++++ RECORDS FOR THE TASK

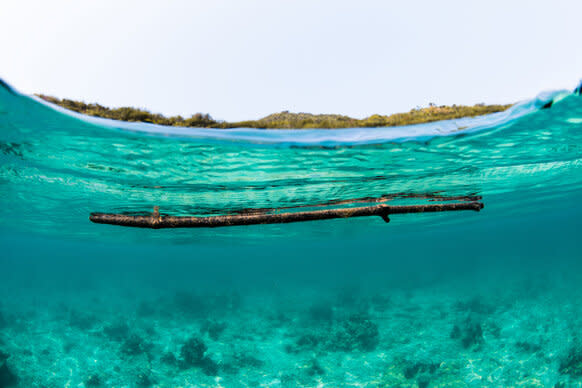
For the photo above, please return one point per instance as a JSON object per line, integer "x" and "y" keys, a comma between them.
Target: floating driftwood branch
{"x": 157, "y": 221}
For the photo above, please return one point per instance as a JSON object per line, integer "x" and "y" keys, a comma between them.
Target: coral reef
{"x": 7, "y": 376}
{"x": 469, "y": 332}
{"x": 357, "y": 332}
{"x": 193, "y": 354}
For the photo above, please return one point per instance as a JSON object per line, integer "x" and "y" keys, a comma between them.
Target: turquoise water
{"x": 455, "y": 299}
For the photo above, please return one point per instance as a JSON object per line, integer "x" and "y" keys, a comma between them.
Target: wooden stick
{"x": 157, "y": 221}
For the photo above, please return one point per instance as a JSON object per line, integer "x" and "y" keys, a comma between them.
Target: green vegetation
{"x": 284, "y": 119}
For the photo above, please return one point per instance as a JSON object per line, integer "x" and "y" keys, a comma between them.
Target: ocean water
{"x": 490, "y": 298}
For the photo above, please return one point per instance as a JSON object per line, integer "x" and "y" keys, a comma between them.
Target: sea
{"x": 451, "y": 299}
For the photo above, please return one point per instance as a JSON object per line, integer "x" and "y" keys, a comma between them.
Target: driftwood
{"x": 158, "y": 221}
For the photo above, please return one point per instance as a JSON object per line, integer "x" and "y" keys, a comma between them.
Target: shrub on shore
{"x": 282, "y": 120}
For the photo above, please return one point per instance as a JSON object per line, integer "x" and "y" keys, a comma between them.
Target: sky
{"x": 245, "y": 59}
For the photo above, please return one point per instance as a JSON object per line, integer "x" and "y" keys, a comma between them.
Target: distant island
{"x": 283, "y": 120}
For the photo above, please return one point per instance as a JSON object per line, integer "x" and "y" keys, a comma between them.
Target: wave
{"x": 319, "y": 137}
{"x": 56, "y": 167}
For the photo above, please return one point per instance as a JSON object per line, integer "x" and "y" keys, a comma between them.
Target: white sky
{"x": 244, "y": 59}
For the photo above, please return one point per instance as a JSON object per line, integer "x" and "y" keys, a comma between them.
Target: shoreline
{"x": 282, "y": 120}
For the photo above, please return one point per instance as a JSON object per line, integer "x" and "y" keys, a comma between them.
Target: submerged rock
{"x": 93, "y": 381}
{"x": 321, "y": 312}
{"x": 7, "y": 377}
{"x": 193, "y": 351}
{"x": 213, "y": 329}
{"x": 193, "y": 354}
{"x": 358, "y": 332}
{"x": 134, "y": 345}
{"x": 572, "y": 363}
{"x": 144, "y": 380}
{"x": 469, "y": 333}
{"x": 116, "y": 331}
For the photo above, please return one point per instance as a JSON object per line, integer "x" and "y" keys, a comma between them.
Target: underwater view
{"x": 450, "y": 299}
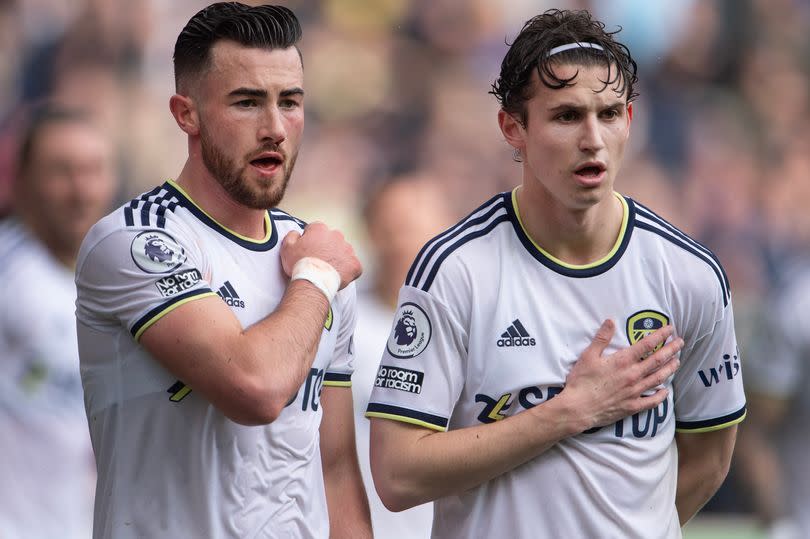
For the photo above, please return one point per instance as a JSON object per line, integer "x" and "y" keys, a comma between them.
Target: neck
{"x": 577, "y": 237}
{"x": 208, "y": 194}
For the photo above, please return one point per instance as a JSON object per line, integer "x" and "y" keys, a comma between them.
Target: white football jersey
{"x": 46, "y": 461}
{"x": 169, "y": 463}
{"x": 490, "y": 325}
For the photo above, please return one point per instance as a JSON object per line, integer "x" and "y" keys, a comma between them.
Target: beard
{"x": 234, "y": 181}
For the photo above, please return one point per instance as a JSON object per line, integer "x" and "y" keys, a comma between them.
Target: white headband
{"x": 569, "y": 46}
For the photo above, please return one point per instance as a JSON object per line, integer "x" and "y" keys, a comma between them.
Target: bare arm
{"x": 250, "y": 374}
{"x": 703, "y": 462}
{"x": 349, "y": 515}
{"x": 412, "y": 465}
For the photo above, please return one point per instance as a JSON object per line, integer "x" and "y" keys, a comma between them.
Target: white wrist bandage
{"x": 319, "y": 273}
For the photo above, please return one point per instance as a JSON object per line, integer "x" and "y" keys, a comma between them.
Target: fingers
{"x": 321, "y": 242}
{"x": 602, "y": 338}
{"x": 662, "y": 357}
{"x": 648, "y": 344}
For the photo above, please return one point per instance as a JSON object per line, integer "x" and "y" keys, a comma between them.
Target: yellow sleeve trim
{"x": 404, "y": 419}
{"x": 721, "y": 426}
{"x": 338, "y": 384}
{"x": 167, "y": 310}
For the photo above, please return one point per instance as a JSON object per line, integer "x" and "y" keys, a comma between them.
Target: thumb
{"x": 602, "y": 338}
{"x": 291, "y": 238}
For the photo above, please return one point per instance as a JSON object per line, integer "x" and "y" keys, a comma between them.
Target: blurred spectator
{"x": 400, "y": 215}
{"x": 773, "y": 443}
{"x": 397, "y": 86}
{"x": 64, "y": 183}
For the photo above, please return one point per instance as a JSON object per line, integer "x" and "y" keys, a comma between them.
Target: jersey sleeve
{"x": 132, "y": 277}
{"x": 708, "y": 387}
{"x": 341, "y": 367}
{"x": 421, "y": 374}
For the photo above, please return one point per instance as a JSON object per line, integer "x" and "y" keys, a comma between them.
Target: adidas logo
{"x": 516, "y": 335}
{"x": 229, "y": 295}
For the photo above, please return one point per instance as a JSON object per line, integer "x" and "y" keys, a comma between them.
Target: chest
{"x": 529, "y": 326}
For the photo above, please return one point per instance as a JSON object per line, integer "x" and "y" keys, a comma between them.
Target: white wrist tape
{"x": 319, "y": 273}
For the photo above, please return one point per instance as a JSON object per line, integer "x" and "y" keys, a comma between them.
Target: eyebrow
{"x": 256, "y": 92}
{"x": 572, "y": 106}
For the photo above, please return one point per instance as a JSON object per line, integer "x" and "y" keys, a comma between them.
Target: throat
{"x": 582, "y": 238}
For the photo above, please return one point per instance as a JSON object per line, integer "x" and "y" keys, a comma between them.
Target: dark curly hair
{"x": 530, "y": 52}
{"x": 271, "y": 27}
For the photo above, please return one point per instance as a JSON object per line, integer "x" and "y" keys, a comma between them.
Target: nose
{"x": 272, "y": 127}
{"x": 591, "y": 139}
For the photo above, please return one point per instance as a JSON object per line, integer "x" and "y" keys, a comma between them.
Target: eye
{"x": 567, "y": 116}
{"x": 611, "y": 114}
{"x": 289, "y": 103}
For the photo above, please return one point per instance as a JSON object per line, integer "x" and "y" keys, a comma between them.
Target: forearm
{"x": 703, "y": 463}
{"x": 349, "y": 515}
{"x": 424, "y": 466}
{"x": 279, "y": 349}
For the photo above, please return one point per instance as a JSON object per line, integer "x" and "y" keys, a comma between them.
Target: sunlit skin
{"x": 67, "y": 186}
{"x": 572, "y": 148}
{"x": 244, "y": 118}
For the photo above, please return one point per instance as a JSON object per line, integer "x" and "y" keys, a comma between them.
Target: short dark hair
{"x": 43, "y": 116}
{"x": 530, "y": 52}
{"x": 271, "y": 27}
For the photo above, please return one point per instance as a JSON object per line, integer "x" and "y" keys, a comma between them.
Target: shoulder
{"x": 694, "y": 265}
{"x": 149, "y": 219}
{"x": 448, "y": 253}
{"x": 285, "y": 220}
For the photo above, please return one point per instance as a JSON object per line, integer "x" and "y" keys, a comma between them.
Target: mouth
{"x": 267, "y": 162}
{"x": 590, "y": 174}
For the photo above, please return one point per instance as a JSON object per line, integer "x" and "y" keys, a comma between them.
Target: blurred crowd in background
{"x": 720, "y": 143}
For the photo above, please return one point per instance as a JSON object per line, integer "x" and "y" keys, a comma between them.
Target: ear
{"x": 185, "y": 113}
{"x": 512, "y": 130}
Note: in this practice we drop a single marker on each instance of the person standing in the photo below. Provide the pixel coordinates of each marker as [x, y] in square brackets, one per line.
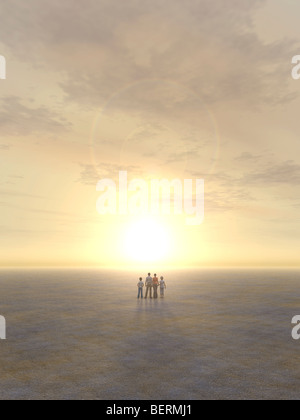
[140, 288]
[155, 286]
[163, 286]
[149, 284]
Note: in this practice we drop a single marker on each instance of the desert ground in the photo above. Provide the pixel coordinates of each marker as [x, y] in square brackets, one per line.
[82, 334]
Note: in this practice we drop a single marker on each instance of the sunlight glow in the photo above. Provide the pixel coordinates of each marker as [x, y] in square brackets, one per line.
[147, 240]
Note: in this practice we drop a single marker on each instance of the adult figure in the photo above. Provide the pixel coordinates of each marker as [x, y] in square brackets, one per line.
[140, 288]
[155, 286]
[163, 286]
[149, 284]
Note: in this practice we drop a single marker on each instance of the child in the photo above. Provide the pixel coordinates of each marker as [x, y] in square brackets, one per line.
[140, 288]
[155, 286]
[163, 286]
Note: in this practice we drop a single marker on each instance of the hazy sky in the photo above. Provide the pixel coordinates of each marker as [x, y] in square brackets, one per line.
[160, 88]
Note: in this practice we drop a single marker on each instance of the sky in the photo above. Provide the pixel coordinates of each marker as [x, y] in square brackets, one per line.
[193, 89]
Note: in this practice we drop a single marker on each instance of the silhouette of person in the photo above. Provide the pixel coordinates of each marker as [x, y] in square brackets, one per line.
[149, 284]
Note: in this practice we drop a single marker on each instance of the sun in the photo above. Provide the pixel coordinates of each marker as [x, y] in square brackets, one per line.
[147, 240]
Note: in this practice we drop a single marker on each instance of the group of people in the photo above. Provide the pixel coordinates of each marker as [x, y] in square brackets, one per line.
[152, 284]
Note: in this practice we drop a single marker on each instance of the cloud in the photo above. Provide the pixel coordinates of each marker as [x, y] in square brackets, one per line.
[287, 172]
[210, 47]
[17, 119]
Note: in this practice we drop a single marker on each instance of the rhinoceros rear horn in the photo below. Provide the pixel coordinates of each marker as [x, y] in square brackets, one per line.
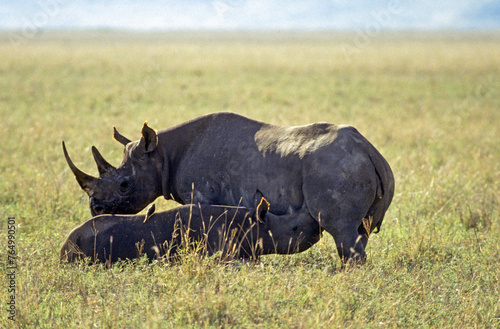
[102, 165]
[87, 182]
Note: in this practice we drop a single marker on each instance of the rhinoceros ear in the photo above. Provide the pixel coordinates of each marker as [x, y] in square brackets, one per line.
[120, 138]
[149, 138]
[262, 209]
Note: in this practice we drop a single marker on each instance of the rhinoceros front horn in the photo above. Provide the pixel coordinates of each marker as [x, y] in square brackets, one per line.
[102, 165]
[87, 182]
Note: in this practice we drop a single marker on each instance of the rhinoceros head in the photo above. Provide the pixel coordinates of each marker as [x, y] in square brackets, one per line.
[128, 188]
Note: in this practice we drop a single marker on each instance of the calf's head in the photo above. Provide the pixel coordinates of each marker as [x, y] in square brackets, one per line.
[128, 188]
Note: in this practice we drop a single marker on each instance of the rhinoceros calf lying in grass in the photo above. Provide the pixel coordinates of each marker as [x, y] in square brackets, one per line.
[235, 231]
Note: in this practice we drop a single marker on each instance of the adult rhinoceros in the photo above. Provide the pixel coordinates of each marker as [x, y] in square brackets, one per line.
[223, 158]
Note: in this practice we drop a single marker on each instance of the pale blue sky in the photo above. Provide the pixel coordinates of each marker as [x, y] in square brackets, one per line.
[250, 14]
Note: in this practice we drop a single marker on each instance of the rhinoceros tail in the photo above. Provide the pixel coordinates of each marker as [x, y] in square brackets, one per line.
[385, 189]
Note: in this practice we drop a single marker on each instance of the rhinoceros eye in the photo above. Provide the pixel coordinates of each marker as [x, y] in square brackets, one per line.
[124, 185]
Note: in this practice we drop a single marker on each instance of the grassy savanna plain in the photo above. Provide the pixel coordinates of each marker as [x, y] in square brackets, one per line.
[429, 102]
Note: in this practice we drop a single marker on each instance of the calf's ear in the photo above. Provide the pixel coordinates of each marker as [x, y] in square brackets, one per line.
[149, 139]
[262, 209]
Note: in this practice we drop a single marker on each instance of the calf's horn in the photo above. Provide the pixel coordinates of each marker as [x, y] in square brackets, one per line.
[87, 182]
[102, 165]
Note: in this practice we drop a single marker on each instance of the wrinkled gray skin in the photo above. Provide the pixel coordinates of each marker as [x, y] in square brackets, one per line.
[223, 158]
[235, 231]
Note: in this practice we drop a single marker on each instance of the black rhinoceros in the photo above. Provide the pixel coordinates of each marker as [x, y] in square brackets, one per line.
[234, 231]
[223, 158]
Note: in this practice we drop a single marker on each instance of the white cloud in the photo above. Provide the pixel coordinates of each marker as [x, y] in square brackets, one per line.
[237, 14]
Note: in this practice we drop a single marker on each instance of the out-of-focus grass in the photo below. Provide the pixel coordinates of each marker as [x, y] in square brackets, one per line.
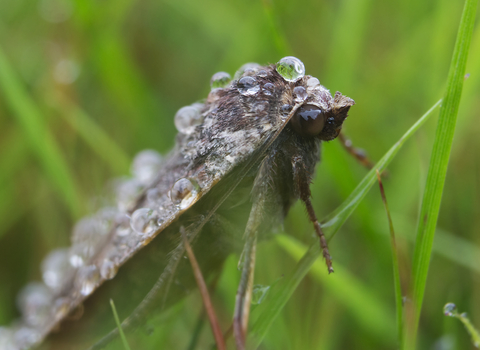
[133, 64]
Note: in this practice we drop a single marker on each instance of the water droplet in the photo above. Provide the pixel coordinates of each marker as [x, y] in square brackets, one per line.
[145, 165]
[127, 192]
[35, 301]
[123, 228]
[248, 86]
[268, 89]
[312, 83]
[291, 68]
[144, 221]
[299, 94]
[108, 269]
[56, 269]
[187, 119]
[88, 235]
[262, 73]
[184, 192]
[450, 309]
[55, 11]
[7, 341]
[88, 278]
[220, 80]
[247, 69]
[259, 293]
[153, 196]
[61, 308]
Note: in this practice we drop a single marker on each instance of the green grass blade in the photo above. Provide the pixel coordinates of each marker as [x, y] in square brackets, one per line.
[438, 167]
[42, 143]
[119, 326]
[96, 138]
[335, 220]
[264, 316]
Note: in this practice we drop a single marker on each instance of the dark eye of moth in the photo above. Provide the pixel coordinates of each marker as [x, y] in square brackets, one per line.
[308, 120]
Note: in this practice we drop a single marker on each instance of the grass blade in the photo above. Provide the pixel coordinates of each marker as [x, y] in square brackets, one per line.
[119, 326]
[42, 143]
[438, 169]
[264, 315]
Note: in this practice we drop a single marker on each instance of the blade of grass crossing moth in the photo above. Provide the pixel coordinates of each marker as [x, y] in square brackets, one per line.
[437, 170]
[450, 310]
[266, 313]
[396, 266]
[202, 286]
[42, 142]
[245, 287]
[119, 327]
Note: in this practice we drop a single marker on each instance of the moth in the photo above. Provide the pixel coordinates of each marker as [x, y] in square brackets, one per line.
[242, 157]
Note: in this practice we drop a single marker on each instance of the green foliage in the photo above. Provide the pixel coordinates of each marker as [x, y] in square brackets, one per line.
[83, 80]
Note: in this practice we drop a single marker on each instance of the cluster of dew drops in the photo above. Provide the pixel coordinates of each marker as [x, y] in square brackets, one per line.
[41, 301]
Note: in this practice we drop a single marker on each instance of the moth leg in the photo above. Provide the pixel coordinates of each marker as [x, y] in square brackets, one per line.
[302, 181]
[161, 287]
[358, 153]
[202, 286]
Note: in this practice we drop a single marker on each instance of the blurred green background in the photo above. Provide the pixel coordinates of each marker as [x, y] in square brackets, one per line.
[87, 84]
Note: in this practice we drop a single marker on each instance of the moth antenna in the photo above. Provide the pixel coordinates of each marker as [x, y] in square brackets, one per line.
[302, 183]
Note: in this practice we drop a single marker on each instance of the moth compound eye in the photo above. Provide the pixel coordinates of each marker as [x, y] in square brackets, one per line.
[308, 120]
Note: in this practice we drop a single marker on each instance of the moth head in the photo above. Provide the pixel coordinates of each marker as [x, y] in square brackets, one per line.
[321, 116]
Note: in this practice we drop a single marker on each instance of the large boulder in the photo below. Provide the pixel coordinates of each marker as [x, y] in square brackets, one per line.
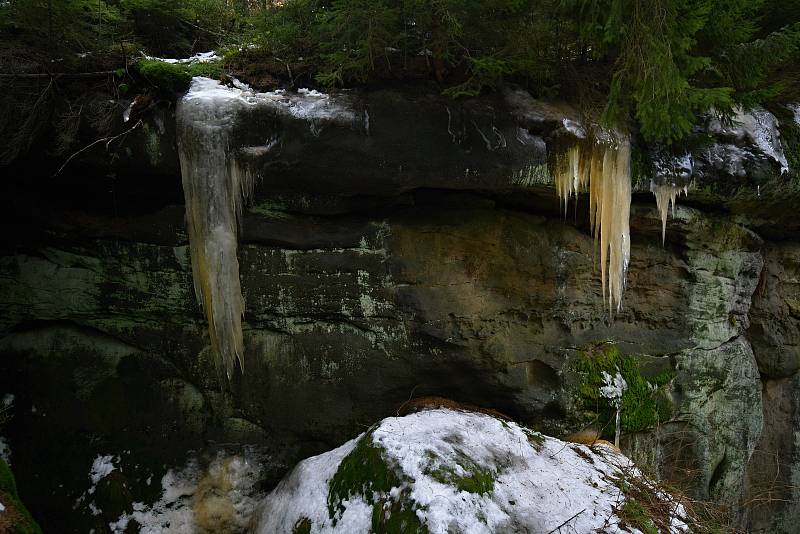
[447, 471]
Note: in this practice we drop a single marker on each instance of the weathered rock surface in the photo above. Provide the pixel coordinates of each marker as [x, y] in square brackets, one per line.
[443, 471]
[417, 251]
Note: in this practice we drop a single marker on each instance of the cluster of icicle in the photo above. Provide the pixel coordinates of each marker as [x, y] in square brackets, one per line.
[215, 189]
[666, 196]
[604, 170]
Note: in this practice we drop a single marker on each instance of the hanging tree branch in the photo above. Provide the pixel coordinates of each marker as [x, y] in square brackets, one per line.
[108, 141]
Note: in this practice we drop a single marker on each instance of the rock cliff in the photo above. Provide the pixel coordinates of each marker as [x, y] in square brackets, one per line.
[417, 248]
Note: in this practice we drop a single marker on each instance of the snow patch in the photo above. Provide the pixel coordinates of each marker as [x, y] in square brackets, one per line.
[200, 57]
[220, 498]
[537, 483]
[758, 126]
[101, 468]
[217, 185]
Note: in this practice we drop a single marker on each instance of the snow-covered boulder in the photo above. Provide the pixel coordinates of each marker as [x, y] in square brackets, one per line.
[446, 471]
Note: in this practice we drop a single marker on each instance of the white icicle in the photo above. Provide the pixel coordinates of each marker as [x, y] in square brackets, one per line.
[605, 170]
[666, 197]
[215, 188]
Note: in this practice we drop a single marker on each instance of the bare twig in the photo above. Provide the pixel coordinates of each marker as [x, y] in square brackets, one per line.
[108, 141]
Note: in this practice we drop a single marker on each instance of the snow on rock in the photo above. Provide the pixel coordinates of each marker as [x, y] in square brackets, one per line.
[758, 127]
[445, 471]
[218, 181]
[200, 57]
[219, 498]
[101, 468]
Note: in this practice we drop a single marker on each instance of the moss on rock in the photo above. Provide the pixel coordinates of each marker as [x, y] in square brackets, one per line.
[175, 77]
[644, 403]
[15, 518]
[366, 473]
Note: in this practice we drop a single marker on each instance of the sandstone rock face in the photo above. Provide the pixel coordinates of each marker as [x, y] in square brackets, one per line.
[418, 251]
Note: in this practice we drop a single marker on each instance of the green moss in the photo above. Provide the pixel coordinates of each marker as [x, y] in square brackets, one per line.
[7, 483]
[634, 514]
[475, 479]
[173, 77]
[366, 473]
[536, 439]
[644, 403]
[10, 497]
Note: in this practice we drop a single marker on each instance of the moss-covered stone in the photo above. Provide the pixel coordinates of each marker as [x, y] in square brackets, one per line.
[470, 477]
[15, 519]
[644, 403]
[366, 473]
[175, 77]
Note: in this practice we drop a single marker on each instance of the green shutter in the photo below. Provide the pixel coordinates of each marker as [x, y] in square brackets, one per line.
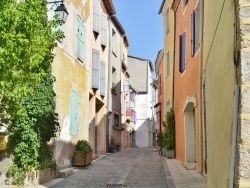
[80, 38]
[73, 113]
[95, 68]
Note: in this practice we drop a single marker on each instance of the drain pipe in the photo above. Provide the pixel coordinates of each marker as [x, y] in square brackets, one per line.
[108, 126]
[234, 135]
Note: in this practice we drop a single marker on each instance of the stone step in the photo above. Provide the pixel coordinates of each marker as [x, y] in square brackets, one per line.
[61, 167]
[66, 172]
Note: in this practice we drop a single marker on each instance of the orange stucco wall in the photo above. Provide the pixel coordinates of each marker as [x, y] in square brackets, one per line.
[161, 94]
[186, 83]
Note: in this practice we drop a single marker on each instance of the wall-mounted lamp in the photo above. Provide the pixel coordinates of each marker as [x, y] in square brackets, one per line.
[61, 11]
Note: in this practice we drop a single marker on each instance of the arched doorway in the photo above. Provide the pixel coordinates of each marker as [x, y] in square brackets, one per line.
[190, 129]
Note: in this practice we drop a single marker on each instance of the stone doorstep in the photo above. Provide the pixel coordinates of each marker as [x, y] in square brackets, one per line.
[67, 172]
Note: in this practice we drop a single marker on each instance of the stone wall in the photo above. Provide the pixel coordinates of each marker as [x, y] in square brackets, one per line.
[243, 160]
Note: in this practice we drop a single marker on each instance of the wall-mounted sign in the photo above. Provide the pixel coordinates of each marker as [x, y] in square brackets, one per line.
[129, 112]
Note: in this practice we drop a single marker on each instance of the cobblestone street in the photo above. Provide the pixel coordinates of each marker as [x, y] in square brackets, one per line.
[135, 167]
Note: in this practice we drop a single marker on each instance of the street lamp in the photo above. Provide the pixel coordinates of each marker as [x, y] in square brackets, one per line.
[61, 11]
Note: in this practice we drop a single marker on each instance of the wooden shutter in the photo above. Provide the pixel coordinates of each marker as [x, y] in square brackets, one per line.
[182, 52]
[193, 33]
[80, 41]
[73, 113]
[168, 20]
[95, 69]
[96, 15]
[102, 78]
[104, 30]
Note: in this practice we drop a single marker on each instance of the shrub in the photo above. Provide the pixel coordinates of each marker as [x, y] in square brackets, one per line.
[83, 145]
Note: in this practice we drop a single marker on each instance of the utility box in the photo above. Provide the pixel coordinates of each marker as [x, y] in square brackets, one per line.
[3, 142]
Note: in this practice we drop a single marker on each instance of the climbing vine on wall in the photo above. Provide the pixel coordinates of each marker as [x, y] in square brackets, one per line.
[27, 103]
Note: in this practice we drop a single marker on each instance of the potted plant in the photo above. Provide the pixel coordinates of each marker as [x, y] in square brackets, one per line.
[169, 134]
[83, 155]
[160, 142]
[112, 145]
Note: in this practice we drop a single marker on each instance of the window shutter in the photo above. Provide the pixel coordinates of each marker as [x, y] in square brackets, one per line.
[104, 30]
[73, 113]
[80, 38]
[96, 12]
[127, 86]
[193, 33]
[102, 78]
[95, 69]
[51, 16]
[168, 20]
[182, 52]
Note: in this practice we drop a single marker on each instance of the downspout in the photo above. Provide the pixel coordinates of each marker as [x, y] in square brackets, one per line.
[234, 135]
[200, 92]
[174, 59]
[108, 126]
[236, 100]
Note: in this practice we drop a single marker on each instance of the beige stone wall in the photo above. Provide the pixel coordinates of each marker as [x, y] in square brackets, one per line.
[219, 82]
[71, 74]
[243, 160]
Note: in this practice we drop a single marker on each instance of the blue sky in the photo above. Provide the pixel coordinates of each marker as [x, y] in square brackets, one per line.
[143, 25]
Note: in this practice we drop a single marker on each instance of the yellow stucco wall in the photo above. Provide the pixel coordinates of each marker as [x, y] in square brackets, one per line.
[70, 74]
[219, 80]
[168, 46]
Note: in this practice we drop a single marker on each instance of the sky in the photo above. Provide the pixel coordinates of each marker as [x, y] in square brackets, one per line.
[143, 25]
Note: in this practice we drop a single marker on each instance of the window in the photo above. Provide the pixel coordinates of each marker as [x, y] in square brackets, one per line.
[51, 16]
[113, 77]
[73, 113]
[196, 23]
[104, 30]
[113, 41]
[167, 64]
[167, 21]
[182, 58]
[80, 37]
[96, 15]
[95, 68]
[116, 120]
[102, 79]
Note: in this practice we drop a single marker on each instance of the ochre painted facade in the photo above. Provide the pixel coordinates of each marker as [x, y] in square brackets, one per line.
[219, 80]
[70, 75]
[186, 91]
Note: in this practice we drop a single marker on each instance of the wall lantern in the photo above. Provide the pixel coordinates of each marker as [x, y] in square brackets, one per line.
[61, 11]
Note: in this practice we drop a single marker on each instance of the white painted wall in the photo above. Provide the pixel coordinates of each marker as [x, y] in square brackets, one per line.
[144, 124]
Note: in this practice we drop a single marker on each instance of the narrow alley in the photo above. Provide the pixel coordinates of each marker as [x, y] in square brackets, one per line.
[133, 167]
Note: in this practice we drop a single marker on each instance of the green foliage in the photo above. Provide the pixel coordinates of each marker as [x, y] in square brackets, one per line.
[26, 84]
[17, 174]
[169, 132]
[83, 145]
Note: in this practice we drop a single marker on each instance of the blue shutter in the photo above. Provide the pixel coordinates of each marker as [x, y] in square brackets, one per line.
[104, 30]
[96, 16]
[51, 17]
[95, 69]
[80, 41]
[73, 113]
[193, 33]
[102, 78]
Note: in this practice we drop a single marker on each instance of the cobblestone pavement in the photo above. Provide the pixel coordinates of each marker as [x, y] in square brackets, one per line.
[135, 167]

++++++++

REQUIREMENT | Restate, word for word, the final stretch of the entries above: the line containing "the cobblestone pavement" and every line after it, up to and including the last.

SOLUTION TO THIS PROBLEM |
Note: in this practice we drop a single marker on each instance of the cobblestone pavement in the photo above. Provide the pixel coordinates of each marker as [x, y] in square brackets, one per line.
[135, 167]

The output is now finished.